** TASKS TO COMPLETE **
1 > In the breast cancer risk factors passage, reproduce the text from "Studies have shown" up to and including "at increased risk.", changing "miscarriage" to "pregnancy loss".
2 > According to the breast cancer risk factors passage, how soon after women stop taking birth control pills does their breast cancer risk fall to average?

** EXTRACT PROVIDED **
__________
The Nurses’ Health Study found that women taking birth control pills have a slightly increased risk of breast cancer, but it falls to average within 10 years of stopping. An analysis published in the Mayo Clinic Proceedingsfound that premenopausal women who use birth control pills have a slightly increased risk of developing breast cancer before age 50, especially if they started taking them before having their first child.
The Women’s Health Initiative trial showed that long-term use of combined hormone therapy (estrogen and progestin, as Prempro) slightly increases breast cancer risk, although the level of risk drops back to normal five years after stopping the hormones. Estrogen therapy alone does not seem to increase the risk.
Studies have shown that women who took the drug diethylstilbestrol (DES) during pregnancy (to reduce the chances of a miscarriage) have a higher risk of developing breast cancer. Research suggests that the daughters of women who took DES are also at increased risk.
What to do? Birth control pills and hormone therapy have risks as well as benefits. Discuss them with your clinician before deciding whether to take them or for how long. If you know your mother took DES when she was pregnant with you, or if you took DES yourself, let your clinician know so you can discuss a screening schedule.
6. Breast density
Breasts are regarded as dense if they have less fat and more connective and glandular tissue. These features are more common in younger women’s breasts, but they are also found in many older women, especially those taking combined hormone therapy (estrogen and progestin). Breast density is also partly a heritable trait.
For reasons that aren’t fully understood, women with dense breasts are at increased risk for breast cancer. In fact, breast density is trumped only by age and the BRCA1 and BRCA2 gene mutations in the hierarchy of risk factors. One possibility is that dense breast tissue contains more cells and is therefore more influenced by growth factors and hormones that make cells divide.
__________
(Dataset entries)

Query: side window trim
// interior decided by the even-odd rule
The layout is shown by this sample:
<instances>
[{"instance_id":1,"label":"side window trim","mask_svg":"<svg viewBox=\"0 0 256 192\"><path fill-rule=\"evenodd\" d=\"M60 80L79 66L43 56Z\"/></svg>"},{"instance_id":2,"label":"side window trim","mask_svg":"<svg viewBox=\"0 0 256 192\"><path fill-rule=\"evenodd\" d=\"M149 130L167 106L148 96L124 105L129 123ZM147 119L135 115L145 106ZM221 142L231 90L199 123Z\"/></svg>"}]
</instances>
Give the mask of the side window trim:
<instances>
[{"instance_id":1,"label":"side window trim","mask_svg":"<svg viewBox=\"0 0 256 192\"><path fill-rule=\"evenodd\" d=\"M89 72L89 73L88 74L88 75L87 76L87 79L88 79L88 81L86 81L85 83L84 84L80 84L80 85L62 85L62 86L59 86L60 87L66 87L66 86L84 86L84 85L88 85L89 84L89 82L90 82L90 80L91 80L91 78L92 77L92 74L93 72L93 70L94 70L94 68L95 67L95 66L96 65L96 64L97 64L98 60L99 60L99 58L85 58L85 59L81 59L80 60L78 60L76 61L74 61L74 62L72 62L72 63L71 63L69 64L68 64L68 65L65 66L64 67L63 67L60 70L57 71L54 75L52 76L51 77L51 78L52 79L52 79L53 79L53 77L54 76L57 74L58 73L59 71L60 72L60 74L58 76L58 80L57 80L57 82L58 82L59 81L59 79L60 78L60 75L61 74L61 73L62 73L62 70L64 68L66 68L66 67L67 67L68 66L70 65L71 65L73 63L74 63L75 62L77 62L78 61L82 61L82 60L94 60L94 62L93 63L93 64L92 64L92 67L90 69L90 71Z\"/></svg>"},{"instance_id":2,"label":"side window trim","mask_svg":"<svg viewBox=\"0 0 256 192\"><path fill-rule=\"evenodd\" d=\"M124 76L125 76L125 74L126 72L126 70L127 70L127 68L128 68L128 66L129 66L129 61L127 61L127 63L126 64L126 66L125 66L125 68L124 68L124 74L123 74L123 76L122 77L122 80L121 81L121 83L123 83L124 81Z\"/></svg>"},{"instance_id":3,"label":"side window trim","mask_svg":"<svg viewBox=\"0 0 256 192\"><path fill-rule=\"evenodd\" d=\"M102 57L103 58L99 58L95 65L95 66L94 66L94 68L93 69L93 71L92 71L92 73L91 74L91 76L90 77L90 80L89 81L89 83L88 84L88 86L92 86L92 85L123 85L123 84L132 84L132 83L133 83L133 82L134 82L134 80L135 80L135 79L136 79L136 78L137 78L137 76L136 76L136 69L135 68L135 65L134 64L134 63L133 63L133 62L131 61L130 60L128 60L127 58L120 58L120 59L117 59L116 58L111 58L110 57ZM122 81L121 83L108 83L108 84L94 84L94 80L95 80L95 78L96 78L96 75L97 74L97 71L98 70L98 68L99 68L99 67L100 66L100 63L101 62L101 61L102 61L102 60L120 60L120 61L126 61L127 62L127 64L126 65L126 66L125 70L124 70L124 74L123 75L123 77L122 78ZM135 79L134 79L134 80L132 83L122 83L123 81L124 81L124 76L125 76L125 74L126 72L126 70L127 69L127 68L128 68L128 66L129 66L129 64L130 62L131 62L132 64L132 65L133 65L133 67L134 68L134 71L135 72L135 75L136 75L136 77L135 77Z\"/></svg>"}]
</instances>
__________
** WRITTEN RESPONSES **
1 >
Studies have shown that women who took the drug diethylstilbestrol (DES) during pregnancy (to reduce the chances of a pregnancy loss) have a higher risk of developing breast cancer. Research suggests that the daughters of women who took DES are also at increased risk.

2 > Within 10 years of stopping.